Start of Raw data

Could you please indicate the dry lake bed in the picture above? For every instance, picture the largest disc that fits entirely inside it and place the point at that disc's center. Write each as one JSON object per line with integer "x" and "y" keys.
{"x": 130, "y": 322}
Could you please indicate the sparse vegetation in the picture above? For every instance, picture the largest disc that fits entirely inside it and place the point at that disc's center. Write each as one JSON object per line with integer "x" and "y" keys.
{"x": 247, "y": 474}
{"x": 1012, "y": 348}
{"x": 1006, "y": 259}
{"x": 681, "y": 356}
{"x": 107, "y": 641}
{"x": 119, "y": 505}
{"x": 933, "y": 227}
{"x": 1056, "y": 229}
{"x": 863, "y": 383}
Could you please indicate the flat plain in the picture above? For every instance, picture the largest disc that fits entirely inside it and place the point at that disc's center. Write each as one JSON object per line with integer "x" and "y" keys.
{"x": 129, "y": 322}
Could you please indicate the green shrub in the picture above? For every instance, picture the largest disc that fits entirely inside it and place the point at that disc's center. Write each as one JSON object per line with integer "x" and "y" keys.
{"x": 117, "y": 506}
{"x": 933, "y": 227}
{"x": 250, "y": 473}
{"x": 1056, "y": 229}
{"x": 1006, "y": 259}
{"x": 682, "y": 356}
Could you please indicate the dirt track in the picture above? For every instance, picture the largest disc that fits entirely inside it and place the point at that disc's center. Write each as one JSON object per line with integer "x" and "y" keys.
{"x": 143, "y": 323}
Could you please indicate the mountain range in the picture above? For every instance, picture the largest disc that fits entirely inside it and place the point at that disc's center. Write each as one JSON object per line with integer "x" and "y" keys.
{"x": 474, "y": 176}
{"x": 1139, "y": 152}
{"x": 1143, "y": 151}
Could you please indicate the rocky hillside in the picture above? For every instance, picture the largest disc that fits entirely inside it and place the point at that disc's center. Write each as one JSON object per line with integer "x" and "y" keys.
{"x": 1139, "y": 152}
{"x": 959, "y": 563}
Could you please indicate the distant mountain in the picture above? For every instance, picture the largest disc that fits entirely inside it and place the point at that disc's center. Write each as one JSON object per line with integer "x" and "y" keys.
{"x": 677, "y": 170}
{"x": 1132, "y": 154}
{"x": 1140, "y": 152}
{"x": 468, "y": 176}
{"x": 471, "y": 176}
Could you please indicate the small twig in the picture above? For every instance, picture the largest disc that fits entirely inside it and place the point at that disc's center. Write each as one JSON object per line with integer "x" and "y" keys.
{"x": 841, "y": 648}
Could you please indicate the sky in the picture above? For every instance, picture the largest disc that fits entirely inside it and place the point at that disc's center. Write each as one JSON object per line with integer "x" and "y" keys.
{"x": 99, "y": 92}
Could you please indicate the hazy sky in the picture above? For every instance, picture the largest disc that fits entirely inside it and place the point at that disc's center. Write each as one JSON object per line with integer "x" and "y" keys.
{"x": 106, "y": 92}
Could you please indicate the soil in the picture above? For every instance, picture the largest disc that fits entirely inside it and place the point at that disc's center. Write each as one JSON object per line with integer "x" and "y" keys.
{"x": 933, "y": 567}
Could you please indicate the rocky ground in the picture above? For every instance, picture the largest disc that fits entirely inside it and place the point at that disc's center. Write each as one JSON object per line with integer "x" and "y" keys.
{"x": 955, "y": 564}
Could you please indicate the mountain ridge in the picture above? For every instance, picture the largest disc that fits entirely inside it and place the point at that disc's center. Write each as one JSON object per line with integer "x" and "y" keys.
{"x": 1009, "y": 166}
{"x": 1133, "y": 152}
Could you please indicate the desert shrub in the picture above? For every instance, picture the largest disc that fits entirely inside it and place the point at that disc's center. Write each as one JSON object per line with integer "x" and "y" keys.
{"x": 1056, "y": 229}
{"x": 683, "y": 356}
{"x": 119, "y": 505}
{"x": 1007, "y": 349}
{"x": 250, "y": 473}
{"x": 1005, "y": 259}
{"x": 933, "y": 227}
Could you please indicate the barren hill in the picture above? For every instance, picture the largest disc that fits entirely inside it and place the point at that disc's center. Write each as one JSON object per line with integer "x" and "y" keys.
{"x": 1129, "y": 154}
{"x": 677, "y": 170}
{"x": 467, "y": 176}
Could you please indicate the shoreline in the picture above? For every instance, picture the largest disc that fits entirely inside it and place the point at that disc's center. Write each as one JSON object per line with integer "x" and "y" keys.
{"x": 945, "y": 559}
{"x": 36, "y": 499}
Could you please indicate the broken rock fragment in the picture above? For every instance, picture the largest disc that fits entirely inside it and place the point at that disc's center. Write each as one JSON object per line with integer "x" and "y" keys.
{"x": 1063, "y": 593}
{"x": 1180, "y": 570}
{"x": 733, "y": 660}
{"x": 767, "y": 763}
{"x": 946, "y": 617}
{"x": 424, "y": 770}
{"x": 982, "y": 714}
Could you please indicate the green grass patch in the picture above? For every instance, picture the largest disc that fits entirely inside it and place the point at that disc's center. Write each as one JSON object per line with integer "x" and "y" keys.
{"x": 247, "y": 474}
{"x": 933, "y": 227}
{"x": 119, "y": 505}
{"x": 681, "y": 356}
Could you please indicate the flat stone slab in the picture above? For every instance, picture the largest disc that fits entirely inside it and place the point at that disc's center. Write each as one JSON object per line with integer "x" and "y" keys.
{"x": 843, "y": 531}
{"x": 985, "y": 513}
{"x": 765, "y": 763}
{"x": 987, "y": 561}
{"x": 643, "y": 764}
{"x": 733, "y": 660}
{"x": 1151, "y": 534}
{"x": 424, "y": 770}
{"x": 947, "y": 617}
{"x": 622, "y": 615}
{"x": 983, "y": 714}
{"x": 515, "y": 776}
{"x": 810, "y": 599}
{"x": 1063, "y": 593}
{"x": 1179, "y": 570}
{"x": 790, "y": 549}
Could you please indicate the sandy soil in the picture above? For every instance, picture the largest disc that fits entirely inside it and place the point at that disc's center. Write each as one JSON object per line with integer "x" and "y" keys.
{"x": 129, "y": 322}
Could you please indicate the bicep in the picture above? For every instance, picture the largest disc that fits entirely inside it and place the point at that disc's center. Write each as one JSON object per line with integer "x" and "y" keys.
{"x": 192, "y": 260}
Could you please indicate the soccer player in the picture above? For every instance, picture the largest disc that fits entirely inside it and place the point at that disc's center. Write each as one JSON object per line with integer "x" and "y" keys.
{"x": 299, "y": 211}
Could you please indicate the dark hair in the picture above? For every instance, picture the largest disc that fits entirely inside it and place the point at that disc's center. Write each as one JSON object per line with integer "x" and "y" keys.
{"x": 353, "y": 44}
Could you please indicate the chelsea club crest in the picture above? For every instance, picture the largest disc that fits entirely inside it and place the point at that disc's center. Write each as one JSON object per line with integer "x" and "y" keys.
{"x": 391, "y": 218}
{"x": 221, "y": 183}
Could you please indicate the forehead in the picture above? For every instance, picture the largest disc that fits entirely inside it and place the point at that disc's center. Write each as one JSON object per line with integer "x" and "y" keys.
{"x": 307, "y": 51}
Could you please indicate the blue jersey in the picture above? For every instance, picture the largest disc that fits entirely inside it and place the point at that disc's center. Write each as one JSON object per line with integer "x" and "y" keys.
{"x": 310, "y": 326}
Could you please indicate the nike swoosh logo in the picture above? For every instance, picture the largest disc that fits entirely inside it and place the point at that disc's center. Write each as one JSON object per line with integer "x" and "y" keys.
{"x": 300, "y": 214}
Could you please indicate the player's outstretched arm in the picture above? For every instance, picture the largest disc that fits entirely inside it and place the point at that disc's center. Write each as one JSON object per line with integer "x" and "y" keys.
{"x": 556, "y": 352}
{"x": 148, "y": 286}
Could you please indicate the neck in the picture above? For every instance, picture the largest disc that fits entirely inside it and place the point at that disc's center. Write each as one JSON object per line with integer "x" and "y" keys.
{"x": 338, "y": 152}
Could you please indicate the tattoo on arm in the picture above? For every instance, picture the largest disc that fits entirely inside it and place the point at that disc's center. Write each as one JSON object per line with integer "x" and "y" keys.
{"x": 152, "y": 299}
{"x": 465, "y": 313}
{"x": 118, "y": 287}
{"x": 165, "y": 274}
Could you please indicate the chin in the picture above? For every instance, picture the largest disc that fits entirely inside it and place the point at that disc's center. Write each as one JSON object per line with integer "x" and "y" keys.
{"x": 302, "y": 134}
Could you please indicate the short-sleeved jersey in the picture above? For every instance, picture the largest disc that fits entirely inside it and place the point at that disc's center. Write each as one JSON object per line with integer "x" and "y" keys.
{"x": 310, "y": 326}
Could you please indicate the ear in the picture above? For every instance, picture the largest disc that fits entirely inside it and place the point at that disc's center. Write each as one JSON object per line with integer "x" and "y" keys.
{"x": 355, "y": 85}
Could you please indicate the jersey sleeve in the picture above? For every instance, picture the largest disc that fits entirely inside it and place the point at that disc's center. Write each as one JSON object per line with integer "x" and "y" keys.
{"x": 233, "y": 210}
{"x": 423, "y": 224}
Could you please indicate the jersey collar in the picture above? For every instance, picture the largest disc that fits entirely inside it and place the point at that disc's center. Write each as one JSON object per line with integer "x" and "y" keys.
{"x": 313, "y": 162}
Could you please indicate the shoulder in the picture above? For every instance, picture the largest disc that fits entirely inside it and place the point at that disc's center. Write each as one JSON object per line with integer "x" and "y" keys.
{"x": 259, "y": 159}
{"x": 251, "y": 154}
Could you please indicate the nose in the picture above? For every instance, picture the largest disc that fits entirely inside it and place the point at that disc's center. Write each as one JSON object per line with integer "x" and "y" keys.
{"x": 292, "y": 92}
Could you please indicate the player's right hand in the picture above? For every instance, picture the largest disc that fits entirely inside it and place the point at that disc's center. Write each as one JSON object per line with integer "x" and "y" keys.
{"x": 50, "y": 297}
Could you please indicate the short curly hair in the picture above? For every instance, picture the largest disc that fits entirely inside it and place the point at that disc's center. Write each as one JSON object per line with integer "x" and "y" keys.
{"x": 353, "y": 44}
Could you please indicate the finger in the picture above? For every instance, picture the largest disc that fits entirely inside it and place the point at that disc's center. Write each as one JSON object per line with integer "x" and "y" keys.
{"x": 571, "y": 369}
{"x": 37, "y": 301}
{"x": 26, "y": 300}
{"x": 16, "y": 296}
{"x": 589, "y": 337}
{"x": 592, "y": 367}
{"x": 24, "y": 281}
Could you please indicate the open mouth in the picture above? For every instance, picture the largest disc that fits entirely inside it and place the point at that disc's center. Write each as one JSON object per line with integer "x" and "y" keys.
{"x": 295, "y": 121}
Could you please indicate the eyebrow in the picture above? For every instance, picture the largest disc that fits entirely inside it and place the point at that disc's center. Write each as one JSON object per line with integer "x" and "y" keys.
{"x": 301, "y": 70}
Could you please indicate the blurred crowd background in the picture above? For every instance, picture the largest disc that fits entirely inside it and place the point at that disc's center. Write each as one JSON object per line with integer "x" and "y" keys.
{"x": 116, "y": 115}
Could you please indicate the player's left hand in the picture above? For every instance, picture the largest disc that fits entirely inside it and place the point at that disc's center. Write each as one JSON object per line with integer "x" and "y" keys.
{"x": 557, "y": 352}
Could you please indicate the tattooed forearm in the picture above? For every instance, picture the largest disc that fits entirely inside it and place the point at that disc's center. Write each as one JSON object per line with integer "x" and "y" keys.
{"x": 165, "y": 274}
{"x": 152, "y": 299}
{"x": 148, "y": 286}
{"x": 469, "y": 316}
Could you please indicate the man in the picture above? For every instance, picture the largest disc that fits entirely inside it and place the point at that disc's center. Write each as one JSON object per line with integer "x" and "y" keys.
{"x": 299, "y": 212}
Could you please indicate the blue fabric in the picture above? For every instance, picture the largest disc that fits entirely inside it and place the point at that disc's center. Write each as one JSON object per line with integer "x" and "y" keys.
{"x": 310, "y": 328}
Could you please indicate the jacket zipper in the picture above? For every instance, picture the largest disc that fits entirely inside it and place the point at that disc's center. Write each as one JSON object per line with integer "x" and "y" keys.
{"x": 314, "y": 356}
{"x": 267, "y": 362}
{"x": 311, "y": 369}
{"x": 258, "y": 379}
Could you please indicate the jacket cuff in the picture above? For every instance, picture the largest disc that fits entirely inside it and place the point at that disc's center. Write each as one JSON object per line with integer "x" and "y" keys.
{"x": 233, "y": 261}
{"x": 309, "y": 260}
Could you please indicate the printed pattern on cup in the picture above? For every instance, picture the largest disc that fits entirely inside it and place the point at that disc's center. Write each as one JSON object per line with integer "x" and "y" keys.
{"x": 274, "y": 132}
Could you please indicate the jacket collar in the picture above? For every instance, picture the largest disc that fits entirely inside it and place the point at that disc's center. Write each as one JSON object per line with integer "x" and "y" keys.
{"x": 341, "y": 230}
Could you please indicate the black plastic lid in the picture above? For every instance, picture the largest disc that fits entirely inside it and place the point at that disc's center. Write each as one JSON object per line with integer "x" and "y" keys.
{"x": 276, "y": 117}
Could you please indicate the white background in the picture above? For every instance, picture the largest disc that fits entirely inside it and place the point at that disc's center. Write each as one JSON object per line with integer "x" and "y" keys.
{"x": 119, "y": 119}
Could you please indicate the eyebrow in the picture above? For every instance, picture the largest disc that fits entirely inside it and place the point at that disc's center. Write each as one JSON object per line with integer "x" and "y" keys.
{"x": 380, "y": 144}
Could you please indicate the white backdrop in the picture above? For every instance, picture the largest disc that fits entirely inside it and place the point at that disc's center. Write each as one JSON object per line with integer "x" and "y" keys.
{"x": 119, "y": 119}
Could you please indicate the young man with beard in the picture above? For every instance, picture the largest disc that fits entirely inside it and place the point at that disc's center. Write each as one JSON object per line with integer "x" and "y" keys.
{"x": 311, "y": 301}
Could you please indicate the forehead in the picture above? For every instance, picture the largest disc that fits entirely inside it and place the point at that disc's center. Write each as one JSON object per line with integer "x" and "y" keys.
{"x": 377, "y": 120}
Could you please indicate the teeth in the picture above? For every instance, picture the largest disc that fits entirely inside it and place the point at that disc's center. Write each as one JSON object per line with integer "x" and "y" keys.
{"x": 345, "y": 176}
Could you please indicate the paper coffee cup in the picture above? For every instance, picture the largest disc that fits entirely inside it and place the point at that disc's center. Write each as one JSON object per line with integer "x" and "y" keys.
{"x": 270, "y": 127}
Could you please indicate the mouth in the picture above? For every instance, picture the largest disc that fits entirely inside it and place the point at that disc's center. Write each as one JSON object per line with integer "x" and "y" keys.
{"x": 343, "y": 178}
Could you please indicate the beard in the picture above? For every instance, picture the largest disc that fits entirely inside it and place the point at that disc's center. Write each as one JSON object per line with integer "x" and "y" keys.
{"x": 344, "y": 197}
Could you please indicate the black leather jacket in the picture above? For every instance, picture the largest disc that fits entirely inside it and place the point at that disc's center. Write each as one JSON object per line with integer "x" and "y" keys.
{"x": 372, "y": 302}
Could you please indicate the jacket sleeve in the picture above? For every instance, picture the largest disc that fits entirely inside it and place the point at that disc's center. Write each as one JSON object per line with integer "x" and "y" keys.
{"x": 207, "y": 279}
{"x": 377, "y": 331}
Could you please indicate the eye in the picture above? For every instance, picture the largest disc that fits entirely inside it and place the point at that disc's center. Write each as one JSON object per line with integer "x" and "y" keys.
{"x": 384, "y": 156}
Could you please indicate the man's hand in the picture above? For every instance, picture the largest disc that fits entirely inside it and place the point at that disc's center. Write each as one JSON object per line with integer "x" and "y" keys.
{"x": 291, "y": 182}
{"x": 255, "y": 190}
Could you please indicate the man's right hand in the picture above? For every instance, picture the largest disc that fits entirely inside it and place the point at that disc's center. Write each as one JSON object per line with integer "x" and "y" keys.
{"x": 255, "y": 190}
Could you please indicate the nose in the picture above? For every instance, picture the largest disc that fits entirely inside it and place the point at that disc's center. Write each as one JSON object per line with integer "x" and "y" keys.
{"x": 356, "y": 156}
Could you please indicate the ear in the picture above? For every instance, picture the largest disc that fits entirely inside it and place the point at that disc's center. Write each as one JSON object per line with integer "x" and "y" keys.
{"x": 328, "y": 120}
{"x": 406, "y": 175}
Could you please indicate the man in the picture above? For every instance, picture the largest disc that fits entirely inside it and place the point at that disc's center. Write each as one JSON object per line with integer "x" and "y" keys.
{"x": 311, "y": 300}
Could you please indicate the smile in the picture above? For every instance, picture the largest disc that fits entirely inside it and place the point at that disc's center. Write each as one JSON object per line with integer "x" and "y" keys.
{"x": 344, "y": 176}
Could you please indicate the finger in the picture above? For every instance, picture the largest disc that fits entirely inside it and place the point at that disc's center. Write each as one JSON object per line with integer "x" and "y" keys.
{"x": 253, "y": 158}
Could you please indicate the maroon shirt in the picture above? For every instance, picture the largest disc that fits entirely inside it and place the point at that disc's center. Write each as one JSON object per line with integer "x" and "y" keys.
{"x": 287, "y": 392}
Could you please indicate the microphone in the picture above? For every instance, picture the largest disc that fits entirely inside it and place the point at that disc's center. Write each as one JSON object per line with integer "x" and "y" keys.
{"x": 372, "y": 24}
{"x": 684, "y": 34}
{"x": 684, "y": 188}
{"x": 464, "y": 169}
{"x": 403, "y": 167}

End of Raw data

Quote, without any change, each line from the one that contains "Could you please indicate the maroon" through the end of the material.

Expected output:
Could you please indicate the maroon shirt in the picture above? For every instance, picture the largest disc that fits entirely inside it and place the point at that disc's center. Write each as one JSON object per line with integer "x" and "y" keys.
{"x": 287, "y": 392}
Could you please indicate the microphone in the picture above? For every instance, picture the largest disc that fits entirely inside it and place the point at that disc's center. Write each as one JSON object per line with integer "x" and "y" keys.
{"x": 372, "y": 24}
{"x": 684, "y": 34}
{"x": 684, "y": 188}
{"x": 464, "y": 169}
{"x": 403, "y": 167}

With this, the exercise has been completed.